Document text>

- - - - - - -

Weekend Recommendations
  • Bullish commentary on (TROX) and (JNJ).
  • Downgraded (AAPL) to Neutral, target lowered to $575. 
Night Trading
  • Asian indices are -.75% to +.50% on average.
  • Asia Ex-Japan Investment Grade CDS Index 109.0 -2.0 basis points.
  • Asia Pacific Sovereign CDS Index 84.25 unch.
  • FTSE-100 futures +.07%.
  • S&P 500 futures +.33%.
  • NASDAQ 100 futures +.30%.
Morning Preview Links

Earnings of Note

  • (SHFL)/.21
Economic Releases
8:30 am EST
  • Empire Manufacturing for December is estimated to rise to -1.0 versus -5.22 in November.
9:00 am EST
  • Net Long-term TIC Flows for October is estimated to rise to $25.0B versus $3.3B in September.
Upcoming Splits
  • None of note
Other Potential Market Movers
  • The Fed's Lacker speaking, 2Y T-Note auction and the (GE) investor meeting could also impact trading today.
BOTTOM LINE: Asian indices are mostly lower, weighed down by technology and industrial shares in the region. I expect US stocks to open modestly higher and to weaken into the afternoon, finishing modestly lower. The Portfolio is 25% net long heading into the week.

- - - - - - -

Information>

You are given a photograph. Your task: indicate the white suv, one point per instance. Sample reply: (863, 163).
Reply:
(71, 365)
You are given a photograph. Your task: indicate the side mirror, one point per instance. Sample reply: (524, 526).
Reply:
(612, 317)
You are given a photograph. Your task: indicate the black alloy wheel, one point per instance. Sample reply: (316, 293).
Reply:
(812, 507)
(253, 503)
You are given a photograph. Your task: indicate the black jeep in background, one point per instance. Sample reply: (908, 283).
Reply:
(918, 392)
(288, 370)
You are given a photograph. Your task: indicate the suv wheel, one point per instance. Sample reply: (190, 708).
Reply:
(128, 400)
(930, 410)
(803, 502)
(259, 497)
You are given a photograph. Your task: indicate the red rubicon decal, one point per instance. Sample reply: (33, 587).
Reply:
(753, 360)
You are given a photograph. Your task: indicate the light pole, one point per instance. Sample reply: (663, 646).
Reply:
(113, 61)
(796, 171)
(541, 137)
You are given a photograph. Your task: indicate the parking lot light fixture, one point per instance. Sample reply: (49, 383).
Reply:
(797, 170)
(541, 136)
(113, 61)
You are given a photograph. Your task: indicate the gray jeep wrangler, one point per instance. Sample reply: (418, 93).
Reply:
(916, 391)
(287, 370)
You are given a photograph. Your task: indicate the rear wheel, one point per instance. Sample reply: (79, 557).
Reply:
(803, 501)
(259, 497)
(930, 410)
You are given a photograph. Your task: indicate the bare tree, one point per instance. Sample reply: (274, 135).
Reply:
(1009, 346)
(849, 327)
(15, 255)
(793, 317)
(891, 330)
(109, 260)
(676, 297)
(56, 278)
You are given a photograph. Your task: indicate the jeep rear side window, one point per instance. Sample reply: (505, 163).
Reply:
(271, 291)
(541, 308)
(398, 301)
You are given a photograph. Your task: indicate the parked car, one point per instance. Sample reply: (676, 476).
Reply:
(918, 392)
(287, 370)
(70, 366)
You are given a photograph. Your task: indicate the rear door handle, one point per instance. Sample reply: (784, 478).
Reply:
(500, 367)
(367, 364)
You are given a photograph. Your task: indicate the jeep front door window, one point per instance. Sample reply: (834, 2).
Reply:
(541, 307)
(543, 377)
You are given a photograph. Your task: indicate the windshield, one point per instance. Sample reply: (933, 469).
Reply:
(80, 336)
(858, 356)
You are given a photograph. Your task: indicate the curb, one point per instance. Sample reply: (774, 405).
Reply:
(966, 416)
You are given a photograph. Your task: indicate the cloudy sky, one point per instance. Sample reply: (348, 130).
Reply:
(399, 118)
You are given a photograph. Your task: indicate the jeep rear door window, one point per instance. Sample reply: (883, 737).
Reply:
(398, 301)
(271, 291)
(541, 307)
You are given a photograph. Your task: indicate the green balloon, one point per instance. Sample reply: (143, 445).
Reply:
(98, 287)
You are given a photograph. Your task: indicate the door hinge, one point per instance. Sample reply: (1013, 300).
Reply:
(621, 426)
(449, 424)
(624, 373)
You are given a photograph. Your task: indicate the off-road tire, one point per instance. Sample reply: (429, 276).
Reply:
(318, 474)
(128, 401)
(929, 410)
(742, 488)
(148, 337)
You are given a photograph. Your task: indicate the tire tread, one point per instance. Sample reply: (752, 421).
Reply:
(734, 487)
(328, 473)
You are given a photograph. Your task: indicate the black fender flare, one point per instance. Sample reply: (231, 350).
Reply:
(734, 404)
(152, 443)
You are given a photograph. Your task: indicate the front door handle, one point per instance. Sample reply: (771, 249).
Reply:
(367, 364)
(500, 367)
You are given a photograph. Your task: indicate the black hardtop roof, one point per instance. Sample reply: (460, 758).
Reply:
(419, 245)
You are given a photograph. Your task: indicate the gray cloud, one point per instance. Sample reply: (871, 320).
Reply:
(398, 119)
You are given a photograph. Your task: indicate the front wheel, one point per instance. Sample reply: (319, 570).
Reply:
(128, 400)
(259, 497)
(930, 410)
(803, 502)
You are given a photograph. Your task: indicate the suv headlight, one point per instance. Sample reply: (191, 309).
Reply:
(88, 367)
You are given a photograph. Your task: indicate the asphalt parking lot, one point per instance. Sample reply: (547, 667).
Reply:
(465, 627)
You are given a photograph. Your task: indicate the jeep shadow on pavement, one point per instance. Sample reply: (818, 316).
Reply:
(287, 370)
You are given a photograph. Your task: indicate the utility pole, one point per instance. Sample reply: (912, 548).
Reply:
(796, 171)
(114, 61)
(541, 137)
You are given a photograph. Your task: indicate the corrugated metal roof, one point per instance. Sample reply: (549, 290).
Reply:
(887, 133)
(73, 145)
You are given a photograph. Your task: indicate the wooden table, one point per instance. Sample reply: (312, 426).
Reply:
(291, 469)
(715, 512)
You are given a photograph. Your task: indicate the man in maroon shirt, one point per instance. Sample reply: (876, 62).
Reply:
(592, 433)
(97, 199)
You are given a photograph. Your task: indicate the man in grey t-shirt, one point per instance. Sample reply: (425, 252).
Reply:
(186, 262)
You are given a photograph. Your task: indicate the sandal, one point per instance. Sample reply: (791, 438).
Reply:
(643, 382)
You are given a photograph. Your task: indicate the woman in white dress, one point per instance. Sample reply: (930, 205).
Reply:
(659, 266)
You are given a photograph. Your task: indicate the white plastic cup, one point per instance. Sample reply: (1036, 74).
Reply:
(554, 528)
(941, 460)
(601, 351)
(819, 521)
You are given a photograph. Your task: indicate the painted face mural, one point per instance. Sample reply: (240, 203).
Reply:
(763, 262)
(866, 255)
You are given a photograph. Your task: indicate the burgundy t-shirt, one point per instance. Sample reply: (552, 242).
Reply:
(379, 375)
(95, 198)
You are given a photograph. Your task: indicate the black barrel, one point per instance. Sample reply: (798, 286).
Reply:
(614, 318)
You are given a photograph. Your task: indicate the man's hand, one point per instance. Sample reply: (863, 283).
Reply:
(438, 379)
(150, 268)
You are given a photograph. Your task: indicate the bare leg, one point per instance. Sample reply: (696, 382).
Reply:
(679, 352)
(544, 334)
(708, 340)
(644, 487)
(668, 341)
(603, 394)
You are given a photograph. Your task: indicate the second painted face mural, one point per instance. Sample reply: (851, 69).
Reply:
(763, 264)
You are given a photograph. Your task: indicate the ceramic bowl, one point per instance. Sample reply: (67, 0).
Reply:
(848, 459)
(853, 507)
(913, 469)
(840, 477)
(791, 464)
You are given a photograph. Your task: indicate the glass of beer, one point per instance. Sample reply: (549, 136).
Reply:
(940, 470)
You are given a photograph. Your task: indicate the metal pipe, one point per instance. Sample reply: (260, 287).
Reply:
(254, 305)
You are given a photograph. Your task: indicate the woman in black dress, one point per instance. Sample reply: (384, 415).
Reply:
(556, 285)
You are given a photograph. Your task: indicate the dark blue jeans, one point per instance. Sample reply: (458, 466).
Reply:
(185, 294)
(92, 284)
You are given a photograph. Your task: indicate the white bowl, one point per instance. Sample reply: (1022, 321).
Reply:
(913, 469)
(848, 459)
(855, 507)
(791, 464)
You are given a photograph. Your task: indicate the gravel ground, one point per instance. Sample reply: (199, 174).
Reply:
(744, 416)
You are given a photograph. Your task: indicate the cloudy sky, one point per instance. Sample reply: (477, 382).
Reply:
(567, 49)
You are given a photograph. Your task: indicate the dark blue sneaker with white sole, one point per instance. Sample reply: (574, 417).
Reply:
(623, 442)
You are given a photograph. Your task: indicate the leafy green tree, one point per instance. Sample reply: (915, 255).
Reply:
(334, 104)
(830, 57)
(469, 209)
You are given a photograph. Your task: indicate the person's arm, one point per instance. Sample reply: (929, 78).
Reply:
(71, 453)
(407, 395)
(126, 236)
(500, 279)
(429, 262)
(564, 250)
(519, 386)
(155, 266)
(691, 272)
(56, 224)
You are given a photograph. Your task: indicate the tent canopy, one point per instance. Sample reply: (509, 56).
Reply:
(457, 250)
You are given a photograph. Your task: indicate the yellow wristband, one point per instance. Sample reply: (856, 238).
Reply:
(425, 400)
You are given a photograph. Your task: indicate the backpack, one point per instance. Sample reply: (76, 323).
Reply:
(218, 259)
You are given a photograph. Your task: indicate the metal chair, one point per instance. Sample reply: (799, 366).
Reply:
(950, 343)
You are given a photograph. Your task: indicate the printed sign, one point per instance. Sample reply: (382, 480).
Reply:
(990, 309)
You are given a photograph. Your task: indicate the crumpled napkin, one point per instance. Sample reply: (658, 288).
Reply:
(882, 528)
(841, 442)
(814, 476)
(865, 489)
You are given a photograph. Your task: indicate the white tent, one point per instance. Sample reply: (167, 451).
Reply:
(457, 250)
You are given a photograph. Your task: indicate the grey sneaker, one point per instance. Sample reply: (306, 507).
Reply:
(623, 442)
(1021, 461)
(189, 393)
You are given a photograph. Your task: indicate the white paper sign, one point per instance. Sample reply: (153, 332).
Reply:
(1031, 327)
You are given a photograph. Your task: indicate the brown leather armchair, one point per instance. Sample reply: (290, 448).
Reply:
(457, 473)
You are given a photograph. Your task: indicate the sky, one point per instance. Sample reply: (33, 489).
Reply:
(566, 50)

- - - - - - -

About this exercise> Check each statement against the market preview above and say yes or no, quoting the words that decide it: (a) AAPL was downgraded to Neutral. (b) S&P 500 futures are down. (c) The Portfolio is 25% net short heading into the week.

Exercise response>
(a) Yes: "Downgraded (AAPL) to Neutral, target lowered to $575."
(b) No: "S&P 500 futures +.33%."
(c) No: "The Portfolio is 25% net long heading into the week."